Problem description: Translate this sentence from the account of Jack's hand injury into Spanish: "He returned with betadyne, numbing cream, antibiotic cream, and wound dressings."

Exercise text:
----
Dad came over, and Jack shut down again. We got him to turn his hand over first in the dark, then with overhead light. Jack was right, the wood was there beneath the congealing blood and extruding soft tissue and fat, but it looked pretty superficial. Dad left to gather supplies.

He returned with betadyne, numbing cream, antibiotic cream, and wound dressings. We got Jack to soak his hand in a bowl of betadyne and water - he dribbled some on his hand first to test it. After 20 minutes of numbing cream, during which I cooked Dad a grilled cheese, Jack was ready for us to take a look. Luckily the wood practically jumped out at us, and further probing revealed that there wasn't more. Depth of the lesion was borderline, but we decided it didn't need stitches, so we dressed it and Dad went home. Jack and I went back to the party to pick up Cecelia, and he loved telling his story to kids and adults and spent some time on a trampoline, so I decided he could probably go to school the next day.

The experience reminded me of Jack's birth. Jack was six weeks early - wimpy white male - and since my dad was a neonatologist I was granted liberal privileges, being in his kingdom. Jack never went to the nursery at night - I was allowed to keep him at my side, nursing. Despite being 5 lbs., he went home pretty quickly, and I managed to double his weight in six weeks by his due date. When he became jaundiced, Dad smuggled home a bili lamp to prevent a trip to the hospital.
----
Data excerpts:
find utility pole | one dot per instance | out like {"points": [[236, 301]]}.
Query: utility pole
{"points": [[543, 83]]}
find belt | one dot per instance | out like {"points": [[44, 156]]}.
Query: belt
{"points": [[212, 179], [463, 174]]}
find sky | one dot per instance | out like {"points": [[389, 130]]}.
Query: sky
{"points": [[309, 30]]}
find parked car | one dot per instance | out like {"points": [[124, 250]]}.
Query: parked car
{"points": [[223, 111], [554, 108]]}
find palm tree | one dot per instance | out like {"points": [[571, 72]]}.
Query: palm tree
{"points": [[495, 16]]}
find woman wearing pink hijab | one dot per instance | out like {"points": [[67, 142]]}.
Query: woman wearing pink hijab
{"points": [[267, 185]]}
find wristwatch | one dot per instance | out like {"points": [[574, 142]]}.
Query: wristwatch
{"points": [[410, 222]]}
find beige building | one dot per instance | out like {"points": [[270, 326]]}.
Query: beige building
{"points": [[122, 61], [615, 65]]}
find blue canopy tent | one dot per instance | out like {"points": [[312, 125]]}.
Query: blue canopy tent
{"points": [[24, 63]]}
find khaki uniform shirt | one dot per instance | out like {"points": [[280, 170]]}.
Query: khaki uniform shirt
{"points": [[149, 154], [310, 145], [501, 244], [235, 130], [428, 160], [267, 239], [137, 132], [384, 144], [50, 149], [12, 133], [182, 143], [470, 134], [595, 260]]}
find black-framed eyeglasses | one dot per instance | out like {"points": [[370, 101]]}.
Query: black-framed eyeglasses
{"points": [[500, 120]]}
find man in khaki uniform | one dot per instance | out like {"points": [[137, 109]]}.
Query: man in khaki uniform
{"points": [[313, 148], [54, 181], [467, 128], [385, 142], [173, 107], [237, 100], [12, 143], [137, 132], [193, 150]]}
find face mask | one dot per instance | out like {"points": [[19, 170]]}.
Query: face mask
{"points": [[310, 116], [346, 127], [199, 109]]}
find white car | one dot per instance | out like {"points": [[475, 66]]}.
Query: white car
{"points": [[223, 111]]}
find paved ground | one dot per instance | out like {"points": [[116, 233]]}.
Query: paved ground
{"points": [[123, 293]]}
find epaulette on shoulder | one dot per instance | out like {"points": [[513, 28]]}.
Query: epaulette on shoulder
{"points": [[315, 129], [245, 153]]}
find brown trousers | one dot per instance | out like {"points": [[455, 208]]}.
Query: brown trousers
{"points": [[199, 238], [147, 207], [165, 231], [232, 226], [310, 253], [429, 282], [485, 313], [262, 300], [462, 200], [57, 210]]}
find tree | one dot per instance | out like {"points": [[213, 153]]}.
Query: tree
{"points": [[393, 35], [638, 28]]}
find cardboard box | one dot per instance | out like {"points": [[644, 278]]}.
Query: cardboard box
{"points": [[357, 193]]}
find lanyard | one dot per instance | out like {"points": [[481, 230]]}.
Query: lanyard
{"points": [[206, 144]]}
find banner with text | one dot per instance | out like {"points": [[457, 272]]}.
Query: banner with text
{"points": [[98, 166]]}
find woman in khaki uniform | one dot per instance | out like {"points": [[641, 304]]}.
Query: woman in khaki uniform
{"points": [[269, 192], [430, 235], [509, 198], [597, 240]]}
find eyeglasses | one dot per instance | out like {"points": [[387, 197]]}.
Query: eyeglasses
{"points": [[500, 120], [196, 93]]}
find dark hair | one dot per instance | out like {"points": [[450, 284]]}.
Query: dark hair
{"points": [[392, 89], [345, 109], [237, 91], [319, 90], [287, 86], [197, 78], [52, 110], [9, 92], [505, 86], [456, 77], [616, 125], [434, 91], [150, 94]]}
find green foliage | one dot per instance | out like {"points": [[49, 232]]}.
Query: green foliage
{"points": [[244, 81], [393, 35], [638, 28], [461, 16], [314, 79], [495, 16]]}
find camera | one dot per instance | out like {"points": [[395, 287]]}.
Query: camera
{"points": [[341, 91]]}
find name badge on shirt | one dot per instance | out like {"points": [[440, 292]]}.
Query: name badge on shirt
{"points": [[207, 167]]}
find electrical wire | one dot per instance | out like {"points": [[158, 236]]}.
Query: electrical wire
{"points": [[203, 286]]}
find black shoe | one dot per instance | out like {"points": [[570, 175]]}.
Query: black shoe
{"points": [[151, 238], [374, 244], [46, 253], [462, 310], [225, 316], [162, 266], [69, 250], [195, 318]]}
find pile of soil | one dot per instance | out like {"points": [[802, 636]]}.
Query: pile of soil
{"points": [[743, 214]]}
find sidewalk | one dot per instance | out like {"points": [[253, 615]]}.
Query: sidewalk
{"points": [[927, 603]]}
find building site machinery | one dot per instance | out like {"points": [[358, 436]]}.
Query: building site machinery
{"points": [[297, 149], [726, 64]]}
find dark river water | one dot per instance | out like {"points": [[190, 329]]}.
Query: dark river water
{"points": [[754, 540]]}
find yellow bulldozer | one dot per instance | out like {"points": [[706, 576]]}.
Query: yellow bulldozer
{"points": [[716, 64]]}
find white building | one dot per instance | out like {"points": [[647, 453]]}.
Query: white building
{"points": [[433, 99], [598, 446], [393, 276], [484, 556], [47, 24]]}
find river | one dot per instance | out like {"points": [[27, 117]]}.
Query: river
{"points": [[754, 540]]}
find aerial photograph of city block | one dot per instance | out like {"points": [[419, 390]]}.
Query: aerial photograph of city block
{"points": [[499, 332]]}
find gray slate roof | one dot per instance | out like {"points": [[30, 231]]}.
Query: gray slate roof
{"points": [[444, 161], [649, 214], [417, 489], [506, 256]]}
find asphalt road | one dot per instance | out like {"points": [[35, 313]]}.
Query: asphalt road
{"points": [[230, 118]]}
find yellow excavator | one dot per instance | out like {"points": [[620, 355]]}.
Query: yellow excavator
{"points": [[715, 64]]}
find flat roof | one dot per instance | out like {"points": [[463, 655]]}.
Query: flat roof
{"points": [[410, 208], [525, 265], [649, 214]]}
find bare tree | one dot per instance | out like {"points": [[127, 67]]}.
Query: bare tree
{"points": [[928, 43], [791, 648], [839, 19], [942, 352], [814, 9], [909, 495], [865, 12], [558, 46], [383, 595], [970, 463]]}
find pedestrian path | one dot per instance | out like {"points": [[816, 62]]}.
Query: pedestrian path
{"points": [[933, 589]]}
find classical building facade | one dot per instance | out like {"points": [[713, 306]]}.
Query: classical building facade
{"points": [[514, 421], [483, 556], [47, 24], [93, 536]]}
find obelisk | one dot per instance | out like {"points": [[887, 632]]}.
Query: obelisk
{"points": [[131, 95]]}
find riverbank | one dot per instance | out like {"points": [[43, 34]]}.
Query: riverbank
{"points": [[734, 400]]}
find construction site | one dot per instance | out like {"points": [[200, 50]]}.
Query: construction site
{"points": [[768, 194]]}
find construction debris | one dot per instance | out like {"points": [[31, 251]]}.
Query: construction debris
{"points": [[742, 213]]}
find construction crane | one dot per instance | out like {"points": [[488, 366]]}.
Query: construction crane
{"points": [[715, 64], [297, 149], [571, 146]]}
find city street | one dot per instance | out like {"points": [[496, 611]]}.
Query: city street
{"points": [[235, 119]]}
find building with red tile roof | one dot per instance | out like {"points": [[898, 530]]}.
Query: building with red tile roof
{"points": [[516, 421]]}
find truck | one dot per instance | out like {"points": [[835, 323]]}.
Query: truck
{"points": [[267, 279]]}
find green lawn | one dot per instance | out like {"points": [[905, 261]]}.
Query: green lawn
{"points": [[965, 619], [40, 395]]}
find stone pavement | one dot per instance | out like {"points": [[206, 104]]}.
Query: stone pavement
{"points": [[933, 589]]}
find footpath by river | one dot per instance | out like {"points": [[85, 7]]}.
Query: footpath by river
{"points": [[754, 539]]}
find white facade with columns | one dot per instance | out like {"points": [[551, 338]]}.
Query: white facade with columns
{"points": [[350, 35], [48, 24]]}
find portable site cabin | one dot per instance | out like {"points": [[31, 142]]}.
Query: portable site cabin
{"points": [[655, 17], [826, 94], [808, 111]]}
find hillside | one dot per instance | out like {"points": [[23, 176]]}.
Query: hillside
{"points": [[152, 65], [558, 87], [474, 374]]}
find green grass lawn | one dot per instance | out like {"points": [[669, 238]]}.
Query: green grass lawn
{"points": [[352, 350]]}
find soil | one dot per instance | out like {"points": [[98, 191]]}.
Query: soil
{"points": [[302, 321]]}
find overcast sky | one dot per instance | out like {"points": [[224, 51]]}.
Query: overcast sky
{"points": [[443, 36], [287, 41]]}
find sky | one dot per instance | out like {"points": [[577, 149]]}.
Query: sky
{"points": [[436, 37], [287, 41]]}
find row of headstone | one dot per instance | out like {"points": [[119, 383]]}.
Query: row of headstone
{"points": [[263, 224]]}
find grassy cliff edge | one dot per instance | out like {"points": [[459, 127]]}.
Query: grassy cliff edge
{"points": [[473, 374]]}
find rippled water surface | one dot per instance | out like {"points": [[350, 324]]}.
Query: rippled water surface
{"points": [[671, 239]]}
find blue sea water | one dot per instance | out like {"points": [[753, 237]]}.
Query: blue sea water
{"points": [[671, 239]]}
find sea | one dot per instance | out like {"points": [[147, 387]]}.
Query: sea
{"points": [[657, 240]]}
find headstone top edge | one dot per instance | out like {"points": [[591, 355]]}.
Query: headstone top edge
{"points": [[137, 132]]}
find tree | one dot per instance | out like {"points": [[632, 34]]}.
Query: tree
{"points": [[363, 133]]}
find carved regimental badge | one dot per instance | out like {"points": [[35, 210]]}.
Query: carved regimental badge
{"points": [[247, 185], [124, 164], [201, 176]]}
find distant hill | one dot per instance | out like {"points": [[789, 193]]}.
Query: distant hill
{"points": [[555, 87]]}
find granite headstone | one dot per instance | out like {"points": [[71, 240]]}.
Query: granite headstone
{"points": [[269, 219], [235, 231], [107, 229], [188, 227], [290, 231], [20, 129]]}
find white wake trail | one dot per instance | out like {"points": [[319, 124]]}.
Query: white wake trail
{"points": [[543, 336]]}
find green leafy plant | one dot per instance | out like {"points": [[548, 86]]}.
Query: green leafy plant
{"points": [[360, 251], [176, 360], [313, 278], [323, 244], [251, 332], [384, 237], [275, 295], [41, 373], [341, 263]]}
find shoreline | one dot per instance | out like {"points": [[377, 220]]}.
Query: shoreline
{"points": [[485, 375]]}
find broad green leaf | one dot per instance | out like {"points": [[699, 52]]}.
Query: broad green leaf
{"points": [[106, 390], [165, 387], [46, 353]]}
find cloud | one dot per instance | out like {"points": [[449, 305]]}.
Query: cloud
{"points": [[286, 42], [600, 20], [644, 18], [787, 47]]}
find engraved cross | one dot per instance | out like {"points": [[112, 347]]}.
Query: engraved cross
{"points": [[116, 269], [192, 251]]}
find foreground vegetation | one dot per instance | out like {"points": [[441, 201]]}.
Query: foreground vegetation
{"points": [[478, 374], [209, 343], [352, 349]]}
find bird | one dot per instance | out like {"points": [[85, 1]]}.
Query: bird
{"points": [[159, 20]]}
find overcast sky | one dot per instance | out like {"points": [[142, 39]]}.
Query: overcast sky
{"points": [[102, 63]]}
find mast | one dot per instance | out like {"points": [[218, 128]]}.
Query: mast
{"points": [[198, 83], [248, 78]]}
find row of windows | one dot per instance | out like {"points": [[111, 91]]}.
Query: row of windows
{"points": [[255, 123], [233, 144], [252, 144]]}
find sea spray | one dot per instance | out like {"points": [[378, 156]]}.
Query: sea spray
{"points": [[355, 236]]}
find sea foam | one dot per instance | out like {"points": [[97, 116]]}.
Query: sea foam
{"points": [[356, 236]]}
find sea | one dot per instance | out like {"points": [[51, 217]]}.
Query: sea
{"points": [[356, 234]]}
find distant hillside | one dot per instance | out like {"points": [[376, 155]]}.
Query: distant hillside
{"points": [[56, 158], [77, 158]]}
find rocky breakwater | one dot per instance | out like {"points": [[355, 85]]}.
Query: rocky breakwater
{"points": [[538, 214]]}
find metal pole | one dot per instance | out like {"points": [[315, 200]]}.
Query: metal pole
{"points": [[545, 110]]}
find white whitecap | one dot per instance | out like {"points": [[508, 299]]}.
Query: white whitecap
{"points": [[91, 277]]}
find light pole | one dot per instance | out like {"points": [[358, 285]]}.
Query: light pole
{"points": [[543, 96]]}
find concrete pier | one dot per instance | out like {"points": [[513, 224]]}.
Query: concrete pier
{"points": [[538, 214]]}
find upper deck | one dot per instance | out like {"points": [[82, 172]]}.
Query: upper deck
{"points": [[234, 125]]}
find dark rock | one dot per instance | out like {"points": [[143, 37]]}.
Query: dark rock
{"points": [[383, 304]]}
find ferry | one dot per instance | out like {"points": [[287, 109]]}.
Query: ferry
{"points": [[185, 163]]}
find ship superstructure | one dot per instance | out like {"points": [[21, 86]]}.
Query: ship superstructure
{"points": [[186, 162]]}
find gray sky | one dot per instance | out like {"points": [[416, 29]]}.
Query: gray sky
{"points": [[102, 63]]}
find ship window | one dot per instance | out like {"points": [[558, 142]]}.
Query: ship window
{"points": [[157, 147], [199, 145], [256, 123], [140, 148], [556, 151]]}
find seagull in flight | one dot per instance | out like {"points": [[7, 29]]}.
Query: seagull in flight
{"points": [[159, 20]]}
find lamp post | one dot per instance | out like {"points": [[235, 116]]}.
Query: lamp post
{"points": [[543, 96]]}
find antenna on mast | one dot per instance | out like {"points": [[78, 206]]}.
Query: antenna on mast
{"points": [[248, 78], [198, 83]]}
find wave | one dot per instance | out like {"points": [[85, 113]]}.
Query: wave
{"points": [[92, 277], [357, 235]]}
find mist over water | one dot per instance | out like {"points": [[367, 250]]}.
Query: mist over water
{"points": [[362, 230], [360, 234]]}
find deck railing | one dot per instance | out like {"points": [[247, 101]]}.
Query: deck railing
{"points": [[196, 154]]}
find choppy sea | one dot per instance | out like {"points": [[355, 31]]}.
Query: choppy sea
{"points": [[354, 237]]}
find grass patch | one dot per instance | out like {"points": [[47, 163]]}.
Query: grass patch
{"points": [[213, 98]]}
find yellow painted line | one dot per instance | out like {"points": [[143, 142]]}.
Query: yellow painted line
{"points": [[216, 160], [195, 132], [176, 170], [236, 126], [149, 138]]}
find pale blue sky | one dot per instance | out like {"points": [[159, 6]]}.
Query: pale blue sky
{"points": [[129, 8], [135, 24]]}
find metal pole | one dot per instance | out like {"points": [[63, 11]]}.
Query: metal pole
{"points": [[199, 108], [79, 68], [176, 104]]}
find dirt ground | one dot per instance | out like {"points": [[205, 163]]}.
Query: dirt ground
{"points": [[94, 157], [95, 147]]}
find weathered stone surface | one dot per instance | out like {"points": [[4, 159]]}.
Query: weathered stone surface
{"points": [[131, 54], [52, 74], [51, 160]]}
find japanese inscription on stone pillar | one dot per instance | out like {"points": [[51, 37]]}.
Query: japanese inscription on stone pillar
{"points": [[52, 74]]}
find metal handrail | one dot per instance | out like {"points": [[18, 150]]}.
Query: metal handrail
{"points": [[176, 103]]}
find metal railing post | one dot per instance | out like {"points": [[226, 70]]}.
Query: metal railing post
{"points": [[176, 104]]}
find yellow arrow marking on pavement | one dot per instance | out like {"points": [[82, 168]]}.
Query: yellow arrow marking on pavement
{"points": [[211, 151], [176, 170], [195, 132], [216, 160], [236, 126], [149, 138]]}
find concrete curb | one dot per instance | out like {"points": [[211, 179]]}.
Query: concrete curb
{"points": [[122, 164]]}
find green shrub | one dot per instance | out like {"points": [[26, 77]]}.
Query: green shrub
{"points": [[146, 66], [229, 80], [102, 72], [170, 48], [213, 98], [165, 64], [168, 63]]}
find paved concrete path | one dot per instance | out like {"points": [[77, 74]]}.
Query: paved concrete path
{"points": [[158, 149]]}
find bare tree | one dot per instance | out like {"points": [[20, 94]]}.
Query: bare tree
----
Your solution: Regresó con betadyne, crema anestésica, crema antibiótica y apósitos para heridas.